:: Quoted passage ::
__________________________________________________

South Korea’s local film industry has reported a depressed pandemic scene in 2020, lifted only by a rise in international sales.
According to the Korean Film Council (KOFIC), overseas sales for Korean films, locations and services rose 13.3% last year to $83.6m. This is despite the majority of film markets going online and a decrease in new films available for pre-sales deals.
Export of completed films – including to global OTT platforms – rose 43% to $54.2m, while income from foreign productions shooting on location in Korea rose 17.1% to $19.7m.
Export of technical services alone, such as VFX and equipment sales, plummeted nearly 50% to $9.8m year-on-year.
Taiwan accounted for $7.9m in export of completed Korean films, making it the biggest buyer for the third consecutive year. It was followed by Japan with $3.8m, China with $2.4m and Hong Kong with $1.5m.
As expected, admissions were down 73.7% last year, dropping to 59.5 million tickets sold – the lowest since KOFIC started its Korea Box-office Information System (KOBIS) in 2004.
Box-office sales went down to the lowest since 2005 to KW510.4bn ($459.2m), 73.3% down compared to 2019.

__________________________________________________

[Extracted records]
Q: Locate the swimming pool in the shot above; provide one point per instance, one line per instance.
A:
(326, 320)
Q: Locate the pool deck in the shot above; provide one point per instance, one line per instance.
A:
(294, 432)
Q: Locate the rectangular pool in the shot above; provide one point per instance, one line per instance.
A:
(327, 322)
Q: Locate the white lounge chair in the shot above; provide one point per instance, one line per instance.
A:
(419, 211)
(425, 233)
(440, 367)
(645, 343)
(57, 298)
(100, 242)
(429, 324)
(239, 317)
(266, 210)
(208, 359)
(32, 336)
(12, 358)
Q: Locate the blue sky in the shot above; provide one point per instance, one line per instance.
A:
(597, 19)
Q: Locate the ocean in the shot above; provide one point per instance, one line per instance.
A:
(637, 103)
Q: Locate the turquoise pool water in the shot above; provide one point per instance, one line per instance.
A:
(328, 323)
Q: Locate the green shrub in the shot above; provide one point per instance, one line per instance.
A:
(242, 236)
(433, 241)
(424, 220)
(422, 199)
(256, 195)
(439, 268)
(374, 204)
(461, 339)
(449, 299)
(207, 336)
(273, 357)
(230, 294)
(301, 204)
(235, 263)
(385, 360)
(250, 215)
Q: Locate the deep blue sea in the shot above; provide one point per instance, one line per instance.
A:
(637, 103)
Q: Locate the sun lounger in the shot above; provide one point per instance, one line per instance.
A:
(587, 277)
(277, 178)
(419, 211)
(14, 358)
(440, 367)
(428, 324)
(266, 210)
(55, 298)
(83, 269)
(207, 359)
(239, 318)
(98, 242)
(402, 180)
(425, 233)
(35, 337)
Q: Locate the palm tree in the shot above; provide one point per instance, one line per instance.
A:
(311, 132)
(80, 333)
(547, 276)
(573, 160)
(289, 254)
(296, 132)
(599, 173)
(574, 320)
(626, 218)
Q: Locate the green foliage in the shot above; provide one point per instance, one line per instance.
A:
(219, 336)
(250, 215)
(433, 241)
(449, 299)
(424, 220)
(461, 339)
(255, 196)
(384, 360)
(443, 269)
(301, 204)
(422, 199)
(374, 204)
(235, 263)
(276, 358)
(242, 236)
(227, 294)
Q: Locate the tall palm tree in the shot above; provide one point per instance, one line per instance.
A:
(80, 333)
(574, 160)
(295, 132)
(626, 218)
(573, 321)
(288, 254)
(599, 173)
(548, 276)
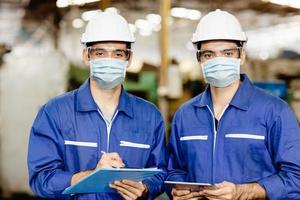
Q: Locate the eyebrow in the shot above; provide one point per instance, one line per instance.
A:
(220, 49)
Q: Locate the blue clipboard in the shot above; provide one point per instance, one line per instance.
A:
(99, 180)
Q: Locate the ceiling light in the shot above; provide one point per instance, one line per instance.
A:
(77, 23)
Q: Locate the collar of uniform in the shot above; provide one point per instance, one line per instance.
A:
(125, 103)
(242, 97)
(204, 99)
(85, 101)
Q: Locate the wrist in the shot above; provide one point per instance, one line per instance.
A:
(145, 192)
(250, 191)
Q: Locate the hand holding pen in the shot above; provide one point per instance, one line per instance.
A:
(110, 160)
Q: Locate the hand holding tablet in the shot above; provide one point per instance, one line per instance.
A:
(192, 186)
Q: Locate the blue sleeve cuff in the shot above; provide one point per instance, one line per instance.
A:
(60, 181)
(153, 190)
(274, 187)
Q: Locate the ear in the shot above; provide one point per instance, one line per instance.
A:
(243, 56)
(85, 56)
(130, 59)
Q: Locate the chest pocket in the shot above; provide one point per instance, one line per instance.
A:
(196, 143)
(247, 156)
(134, 145)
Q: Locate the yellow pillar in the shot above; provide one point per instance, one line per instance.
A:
(164, 51)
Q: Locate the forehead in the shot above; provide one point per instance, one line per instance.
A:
(218, 44)
(117, 45)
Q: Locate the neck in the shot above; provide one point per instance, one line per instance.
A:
(221, 97)
(107, 100)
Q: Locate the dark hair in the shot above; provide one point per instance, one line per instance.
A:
(128, 44)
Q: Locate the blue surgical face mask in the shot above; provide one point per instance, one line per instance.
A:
(221, 71)
(108, 73)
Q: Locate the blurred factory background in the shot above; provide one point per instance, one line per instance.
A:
(40, 57)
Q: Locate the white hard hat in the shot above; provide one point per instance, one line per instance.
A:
(219, 25)
(107, 26)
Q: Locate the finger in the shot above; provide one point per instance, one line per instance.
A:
(216, 193)
(134, 184)
(189, 196)
(123, 191)
(124, 195)
(136, 191)
(116, 164)
(114, 156)
(179, 193)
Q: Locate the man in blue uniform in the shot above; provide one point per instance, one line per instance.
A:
(99, 124)
(233, 135)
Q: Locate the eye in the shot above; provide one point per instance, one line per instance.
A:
(119, 54)
(228, 53)
(207, 54)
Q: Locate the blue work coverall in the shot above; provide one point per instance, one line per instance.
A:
(69, 134)
(257, 140)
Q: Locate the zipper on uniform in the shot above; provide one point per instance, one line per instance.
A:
(108, 127)
(215, 134)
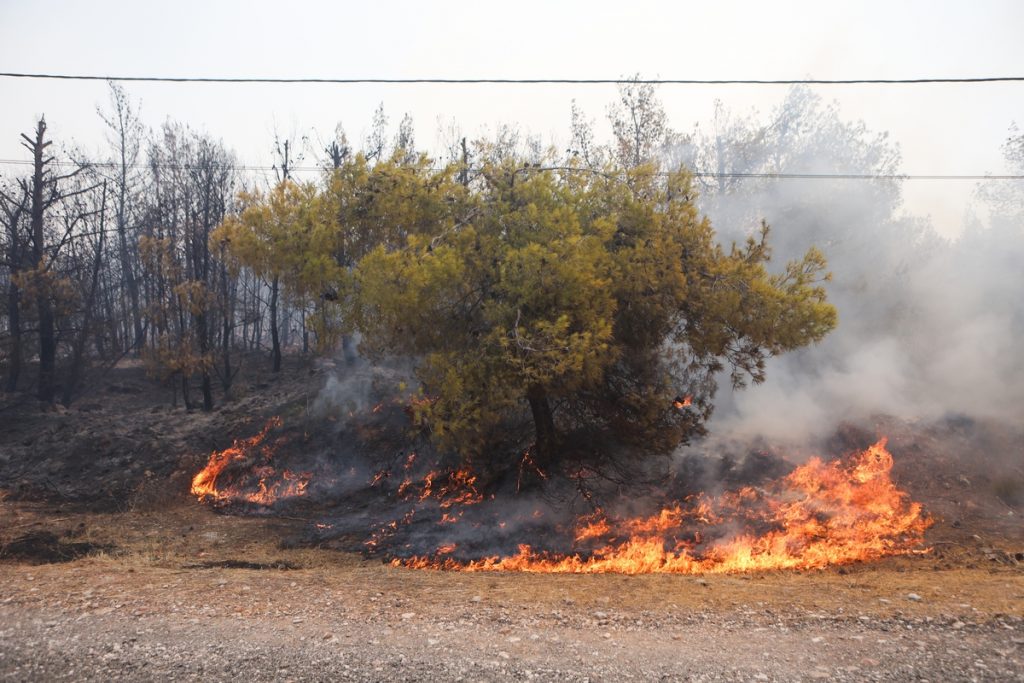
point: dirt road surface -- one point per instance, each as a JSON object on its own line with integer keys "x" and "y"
{"x": 168, "y": 605}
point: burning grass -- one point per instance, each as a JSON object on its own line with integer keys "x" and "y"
{"x": 820, "y": 514}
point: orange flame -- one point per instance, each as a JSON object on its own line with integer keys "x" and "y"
{"x": 271, "y": 486}
{"x": 682, "y": 401}
{"x": 821, "y": 514}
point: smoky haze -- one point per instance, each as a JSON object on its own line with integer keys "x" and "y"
{"x": 928, "y": 328}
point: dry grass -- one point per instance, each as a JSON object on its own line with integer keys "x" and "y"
{"x": 155, "y": 546}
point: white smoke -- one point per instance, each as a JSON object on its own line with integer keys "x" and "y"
{"x": 928, "y": 327}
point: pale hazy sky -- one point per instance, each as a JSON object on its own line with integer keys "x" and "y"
{"x": 942, "y": 129}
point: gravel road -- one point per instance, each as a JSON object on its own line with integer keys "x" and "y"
{"x": 255, "y": 630}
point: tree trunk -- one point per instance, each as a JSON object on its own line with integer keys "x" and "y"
{"x": 275, "y": 342}
{"x": 14, "y": 323}
{"x": 544, "y": 427}
{"x": 78, "y": 350}
{"x": 47, "y": 332}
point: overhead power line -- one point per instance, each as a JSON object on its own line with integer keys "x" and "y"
{"x": 516, "y": 81}
{"x": 696, "y": 173}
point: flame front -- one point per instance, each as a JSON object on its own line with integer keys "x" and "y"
{"x": 271, "y": 485}
{"x": 820, "y": 514}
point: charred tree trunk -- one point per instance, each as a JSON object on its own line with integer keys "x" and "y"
{"x": 13, "y": 210}
{"x": 47, "y": 332}
{"x": 78, "y": 349}
{"x": 14, "y": 323}
{"x": 274, "y": 340}
{"x": 544, "y": 426}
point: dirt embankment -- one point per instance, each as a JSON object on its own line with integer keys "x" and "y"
{"x": 108, "y": 570}
{"x": 169, "y": 604}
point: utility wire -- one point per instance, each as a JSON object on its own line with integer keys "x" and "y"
{"x": 516, "y": 81}
{"x": 698, "y": 174}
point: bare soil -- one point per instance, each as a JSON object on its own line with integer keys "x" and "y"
{"x": 109, "y": 570}
{"x": 169, "y": 603}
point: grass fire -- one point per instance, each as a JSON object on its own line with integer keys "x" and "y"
{"x": 469, "y": 374}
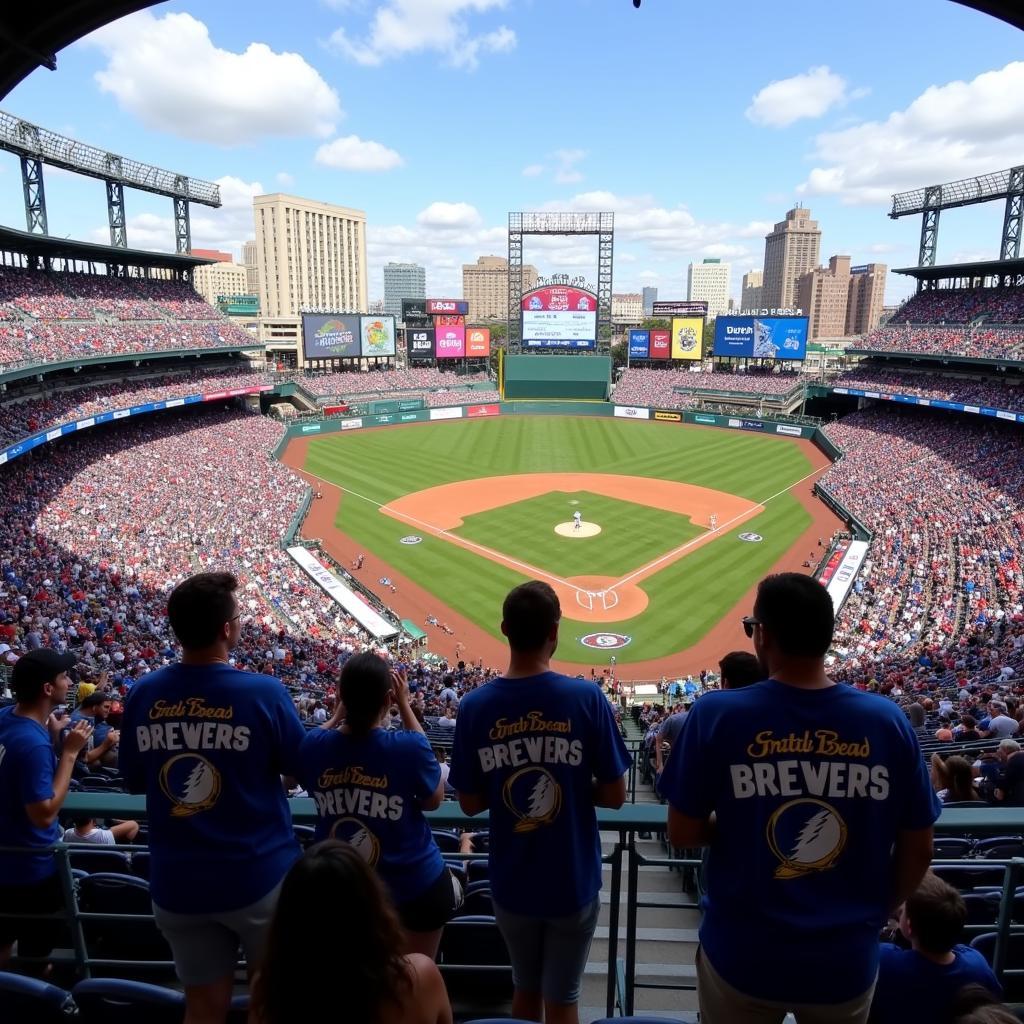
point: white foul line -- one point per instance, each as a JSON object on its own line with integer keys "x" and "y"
{"x": 532, "y": 569}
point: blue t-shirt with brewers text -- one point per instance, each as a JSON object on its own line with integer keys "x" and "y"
{"x": 208, "y": 744}
{"x": 809, "y": 788}
{"x": 368, "y": 792}
{"x": 532, "y": 748}
{"x": 27, "y": 767}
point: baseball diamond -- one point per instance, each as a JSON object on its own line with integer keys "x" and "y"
{"x": 487, "y": 497}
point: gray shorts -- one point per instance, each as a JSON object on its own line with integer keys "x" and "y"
{"x": 549, "y": 953}
{"x": 206, "y": 945}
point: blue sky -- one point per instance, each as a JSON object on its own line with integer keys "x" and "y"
{"x": 698, "y": 125}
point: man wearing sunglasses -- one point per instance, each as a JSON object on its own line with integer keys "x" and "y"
{"x": 816, "y": 806}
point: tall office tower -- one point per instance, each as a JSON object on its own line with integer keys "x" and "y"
{"x": 485, "y": 286}
{"x": 867, "y": 294}
{"x": 402, "y": 281}
{"x": 310, "y": 256}
{"x": 753, "y": 292}
{"x": 709, "y": 282}
{"x": 792, "y": 249}
{"x": 252, "y": 269}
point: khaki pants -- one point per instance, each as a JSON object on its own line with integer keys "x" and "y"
{"x": 721, "y": 1004}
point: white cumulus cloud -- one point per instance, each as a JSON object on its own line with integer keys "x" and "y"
{"x": 168, "y": 73}
{"x": 399, "y": 28}
{"x": 954, "y": 130}
{"x": 808, "y": 95}
{"x": 353, "y": 154}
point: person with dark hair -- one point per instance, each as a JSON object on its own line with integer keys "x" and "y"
{"x": 921, "y": 983}
{"x": 372, "y": 784}
{"x": 208, "y": 743}
{"x": 541, "y": 751}
{"x": 349, "y": 967}
{"x": 818, "y": 811}
{"x": 33, "y": 786}
{"x": 739, "y": 669}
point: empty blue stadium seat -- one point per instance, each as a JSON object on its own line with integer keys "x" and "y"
{"x": 26, "y": 1000}
{"x": 109, "y": 1000}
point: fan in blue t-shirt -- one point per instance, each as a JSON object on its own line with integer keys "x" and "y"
{"x": 540, "y": 752}
{"x": 371, "y": 785}
{"x": 817, "y": 807}
{"x": 922, "y": 983}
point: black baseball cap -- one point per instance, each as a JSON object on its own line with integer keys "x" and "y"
{"x": 36, "y": 668}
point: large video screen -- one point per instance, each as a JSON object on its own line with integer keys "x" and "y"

__________________________________________________

Answer these questions from the report on South Korea's film industry in 2020:
1. By what percentage did overseas sales for Korean films, locations and services rise?
2. Which buyer took the most completed Korean films, and for how much?
3. How many tickets were sold in South Korea last year?

1. 13.3%
2. Taiwan, with $7.9m
3. 59.5 million